I gave so much thought to every single detail. I was probably infuriating- Daniel Day-Lewis
He also created Woodcock's wardrobe
Not only did Day-Lewis learn how to sew; he imagined, and amassed, an entire personal wardrobe for Woodcock, from wool and cashmere fabric from Savile Row tailor Anderson & Sheppard to purple socks ordered from an ecclesiastical shop in Rome to shoes he had made at George Cleverley in London. He even imagined how his house would be, right down to the pens and notepads — and even the dogs. "I wanted lurchers," Day-Lewis said. "I gave so much thought to every single detail. I was probably infuriating."
In order to develop a bond on screen, Day-Lewis and Manville simply became real-life friends
A key relationship in Phantom Thread is the bond between siblings Cyril and Reynolds, who have an unspeakable ease with each other on film. To achieve that intimacy, over the six months prior to shooting, they simply became friends. That proved tricky with Manville living in London and Day-Lewis travelling between his two homes in Ireland and New York, so they relied on texts.
"We talked on the phone a lot, we even texted cheeky texts back and forth," Manville says in an interview with q, which you can listen to on Friday. "I mean, what we were doing was becoming friends as Lesley and Daniel and then, nearer to the time when we were about to shoot, you kind of take that piece that we developed with each other and you metamorphosis it into Cyril and Reynolds, and you know, it worked."
The lead character is nothing like Anderson
Anderson, who rose to fame early in his career with the hits Boogie Nights and Magnolia, not only directed the film, he also wrote the script. But he certainly didn't model the lead character after himself. "I've thought about this a lot because it keeps coming up," he said. "Sewing by its very nature requires a kind of patience and focus that I don't have, but I have it for sure in other ways," he said in an interview. "If you came and saw what my desk looks like, you'd be like, right, he's not Reynolds Woodcock. I mean, I am not meticulous at all. I'm really impatient."
○ ○ ○ ○ ○
> Problem details: Which films are named in the Phantom Thread piece? List every one. Rely only on the Phantom Thread piece.

(Items from a data source)
○ ○ ○ ○ ○
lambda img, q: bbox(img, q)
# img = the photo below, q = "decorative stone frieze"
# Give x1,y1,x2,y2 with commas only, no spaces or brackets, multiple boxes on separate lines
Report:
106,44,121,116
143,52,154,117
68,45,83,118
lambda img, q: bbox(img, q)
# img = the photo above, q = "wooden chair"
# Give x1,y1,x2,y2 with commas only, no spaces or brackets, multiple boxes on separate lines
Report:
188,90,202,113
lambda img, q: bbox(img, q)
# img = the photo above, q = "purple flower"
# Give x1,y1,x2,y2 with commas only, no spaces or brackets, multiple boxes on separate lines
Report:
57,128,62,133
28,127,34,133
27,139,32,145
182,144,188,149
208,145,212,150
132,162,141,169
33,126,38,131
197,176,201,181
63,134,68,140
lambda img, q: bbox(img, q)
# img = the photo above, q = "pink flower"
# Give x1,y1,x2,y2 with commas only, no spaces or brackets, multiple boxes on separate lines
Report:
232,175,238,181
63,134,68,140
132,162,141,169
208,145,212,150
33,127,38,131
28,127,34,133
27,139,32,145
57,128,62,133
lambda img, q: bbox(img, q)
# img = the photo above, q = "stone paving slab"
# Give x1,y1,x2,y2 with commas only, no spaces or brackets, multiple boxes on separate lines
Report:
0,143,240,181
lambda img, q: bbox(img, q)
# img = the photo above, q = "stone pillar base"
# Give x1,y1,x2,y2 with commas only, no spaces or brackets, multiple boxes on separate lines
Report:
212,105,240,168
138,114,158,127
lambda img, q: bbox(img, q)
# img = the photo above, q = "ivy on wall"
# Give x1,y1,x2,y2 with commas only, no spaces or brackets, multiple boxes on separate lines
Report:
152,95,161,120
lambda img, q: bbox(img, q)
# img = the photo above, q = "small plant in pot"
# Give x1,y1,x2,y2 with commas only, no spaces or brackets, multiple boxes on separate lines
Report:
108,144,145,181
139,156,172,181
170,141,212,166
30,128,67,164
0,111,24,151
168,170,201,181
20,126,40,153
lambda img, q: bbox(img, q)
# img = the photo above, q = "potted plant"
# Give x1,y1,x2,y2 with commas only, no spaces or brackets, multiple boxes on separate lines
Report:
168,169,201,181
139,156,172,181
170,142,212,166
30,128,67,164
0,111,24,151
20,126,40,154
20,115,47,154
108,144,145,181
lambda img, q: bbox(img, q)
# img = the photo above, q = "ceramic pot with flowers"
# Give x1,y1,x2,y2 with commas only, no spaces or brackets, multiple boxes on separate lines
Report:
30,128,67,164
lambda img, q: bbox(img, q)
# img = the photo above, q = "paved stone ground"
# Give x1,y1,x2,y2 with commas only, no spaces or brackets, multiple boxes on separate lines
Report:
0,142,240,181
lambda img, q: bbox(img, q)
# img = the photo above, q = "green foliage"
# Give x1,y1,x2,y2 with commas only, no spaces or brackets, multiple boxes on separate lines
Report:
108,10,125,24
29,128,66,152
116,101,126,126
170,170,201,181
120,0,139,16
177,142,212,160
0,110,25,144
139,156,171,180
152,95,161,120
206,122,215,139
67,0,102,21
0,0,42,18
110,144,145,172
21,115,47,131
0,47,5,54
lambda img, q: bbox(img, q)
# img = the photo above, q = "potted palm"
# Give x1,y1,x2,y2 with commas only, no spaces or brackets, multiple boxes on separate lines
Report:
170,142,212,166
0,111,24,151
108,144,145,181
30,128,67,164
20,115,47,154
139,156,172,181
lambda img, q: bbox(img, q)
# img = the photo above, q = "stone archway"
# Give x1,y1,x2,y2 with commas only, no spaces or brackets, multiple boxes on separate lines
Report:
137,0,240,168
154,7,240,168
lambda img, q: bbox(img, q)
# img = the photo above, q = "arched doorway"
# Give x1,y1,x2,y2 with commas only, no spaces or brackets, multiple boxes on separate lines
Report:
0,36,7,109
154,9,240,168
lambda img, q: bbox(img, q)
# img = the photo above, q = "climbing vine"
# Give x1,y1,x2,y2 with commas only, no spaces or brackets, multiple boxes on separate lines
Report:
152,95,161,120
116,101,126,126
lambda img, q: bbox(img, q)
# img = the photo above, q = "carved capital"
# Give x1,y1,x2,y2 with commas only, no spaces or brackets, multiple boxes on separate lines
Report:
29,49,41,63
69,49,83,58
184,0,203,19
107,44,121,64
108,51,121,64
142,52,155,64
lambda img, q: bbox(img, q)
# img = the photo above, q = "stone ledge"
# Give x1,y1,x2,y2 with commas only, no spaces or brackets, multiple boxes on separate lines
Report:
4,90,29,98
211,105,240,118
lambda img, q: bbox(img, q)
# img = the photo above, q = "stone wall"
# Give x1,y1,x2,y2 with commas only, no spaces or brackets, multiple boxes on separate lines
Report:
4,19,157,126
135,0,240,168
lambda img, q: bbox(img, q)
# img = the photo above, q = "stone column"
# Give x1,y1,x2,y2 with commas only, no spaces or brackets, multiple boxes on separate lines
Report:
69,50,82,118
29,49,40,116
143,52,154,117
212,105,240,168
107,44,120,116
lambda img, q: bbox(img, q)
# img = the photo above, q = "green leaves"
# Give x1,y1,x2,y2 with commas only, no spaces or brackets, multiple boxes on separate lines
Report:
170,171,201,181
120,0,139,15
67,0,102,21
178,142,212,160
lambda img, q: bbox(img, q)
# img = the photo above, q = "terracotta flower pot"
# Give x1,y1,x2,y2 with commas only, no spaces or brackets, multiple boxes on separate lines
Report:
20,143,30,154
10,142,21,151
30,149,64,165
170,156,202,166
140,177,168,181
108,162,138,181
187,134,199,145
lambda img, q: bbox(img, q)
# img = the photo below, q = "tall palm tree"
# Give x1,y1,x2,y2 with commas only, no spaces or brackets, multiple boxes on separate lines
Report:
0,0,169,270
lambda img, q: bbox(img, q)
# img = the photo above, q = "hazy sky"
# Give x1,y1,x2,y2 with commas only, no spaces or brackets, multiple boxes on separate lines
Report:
○ ○ ○ ○ ○
> Result below: Phantom Thread, Boogie Nights, Magnolia